## What needs to be done
Write out the data below word for word, but leave the pictures out.

## Records for the task
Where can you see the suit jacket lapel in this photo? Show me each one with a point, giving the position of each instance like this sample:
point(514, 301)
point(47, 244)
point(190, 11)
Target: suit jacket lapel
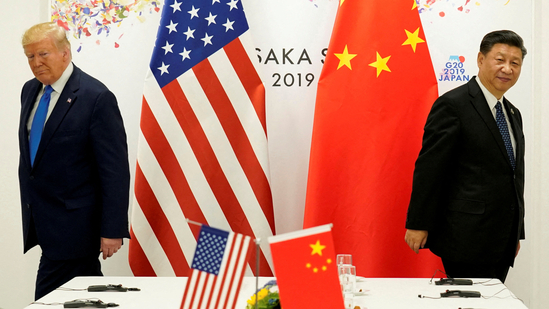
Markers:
point(66, 100)
point(516, 125)
point(479, 102)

## Exercise response
Where can you see the suit jacket lapel in this photo? Show me each one with a point, giving the position of each instance like this sample:
point(514, 301)
point(47, 244)
point(190, 11)
Target: suit jacket lapel
Markers:
point(66, 100)
point(516, 125)
point(479, 102)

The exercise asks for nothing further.